### Given passage:
----------

- Born: January 12, 1916 St. Louis, Missouri
- Died: January 9, 1985 (aged 68) Nashville, Tennessee, USA
- Education: Washington University in St. Louis Washington University School of Medicine
- Known for: Founding editor of Methods in Enzymology
- Spouses: 1. Grace Shaffel; 2. Maryda Swanstrom
- Children: 4
- Awards: Eli Lilly Award in Biological Chemistry
- Scientific career
- Fields: Biochemistry
- Institutions: Washington University School of Medicine University of Illinois Johns Hopkins University Vanderbilt University
- Doctoral advisor: Carl Cori
- Notable students: Paul Greengard

= Sidney Colowick =

American biochemist

Sidney Paul Colowick (1916–1985) was an American biochemist, known for many contributions to metabolic biochemistry, especially glycogen metabolism, and as founding editor, with Nathan Kaplan, of the book series Methods in Enzymology.

----------

### Data to examine:

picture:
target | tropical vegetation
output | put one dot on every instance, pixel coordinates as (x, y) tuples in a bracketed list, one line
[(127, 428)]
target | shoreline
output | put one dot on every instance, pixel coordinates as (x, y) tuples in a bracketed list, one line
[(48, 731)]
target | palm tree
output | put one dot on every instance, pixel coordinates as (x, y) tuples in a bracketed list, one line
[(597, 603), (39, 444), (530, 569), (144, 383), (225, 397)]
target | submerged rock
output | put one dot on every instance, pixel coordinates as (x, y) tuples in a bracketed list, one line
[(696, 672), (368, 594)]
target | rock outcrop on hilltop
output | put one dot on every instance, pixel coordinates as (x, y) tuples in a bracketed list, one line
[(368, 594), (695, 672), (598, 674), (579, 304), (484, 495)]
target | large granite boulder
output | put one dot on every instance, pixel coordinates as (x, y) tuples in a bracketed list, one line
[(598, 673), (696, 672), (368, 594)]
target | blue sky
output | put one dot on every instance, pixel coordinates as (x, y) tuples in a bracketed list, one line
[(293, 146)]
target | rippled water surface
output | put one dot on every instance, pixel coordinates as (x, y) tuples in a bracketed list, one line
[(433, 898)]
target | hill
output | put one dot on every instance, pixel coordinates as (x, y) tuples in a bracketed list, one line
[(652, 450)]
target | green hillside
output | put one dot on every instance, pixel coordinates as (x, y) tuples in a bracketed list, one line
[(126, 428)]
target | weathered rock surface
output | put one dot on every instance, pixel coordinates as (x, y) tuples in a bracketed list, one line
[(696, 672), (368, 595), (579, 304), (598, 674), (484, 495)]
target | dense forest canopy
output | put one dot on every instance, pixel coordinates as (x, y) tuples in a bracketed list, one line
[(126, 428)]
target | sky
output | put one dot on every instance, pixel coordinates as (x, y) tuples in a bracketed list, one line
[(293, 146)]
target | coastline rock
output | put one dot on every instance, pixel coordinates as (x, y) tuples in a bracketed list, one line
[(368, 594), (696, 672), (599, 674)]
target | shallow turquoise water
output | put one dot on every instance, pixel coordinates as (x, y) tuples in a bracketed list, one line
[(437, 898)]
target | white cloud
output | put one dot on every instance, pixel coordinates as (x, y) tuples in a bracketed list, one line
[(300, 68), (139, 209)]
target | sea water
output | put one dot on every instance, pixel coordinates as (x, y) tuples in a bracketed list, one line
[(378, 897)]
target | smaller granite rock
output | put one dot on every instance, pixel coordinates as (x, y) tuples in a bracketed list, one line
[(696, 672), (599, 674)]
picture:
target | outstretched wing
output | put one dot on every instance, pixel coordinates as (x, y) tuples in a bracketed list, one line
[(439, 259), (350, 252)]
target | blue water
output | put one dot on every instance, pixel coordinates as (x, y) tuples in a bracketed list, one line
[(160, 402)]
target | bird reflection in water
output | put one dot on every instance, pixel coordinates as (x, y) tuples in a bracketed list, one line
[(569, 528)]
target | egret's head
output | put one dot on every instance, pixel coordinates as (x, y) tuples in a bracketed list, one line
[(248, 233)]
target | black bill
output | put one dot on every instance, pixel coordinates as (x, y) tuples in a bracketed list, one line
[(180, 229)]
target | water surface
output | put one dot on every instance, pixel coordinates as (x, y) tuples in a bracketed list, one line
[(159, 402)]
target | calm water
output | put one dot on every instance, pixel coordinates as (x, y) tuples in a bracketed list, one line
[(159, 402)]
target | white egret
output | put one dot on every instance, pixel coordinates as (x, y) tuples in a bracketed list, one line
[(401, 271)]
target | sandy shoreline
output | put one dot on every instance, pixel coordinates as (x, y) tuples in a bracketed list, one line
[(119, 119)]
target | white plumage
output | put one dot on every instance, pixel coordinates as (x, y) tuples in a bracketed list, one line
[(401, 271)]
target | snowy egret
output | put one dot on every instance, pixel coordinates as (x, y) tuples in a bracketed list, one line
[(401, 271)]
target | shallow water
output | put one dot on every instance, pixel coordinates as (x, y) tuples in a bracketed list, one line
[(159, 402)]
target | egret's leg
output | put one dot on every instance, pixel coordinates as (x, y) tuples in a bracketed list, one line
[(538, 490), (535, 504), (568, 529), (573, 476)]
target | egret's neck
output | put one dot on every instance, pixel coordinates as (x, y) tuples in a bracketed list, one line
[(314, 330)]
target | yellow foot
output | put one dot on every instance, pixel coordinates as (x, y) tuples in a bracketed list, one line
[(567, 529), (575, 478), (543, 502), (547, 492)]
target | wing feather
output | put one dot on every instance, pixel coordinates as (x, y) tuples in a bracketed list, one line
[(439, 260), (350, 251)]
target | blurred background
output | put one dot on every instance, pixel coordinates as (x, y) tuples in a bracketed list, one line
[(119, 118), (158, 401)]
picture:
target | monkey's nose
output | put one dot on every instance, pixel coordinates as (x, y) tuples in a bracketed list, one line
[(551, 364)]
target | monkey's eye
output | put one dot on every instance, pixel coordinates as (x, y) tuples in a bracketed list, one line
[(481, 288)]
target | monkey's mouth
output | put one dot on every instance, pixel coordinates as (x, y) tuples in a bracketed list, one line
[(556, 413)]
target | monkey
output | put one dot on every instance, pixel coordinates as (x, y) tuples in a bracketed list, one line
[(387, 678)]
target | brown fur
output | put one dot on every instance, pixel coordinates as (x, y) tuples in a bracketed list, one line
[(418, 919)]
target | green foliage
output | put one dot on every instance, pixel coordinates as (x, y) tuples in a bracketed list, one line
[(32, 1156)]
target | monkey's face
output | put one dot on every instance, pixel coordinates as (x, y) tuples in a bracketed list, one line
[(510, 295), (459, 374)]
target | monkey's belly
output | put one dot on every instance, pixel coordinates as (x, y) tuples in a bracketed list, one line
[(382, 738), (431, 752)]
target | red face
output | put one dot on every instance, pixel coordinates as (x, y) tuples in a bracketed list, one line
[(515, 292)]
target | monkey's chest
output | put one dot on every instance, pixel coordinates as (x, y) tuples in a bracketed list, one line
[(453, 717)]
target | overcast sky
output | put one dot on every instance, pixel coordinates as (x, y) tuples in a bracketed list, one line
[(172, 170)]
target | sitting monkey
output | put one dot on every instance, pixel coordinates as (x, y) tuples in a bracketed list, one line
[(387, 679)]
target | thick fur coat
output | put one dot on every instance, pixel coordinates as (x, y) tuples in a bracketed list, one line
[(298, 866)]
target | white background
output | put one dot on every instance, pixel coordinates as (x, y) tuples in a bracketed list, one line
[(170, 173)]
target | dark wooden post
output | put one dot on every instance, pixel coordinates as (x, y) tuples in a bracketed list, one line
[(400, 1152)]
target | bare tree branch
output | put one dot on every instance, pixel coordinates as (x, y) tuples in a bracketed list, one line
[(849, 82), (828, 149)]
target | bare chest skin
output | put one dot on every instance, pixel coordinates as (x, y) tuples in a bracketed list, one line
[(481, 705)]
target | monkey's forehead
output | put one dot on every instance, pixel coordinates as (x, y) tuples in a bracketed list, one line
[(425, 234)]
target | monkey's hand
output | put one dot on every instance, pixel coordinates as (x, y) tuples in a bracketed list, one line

----------

### Assignment 1:
According to the Sidney Colowick profile, who was Colowick's doctoral advisor?
### Assignment 2:
Check each statement against the Sidney Colowick profile: (a) Colowick died in Nashville, Tennessee; (b) Colowick was the sole founding editor of Methods in Enzymology; (c) Colowick had three children.

### Answer section 1:
Carl Cori

### Answer section 2:
(a) Yes: "Died: January 9, 1985 (aged 68) Nashville, Tennessee, USA"
(b) No: "founding editor, with Nathan Kaplan, of the book series Methods in Enzymology"
(c) No: "Children: 4"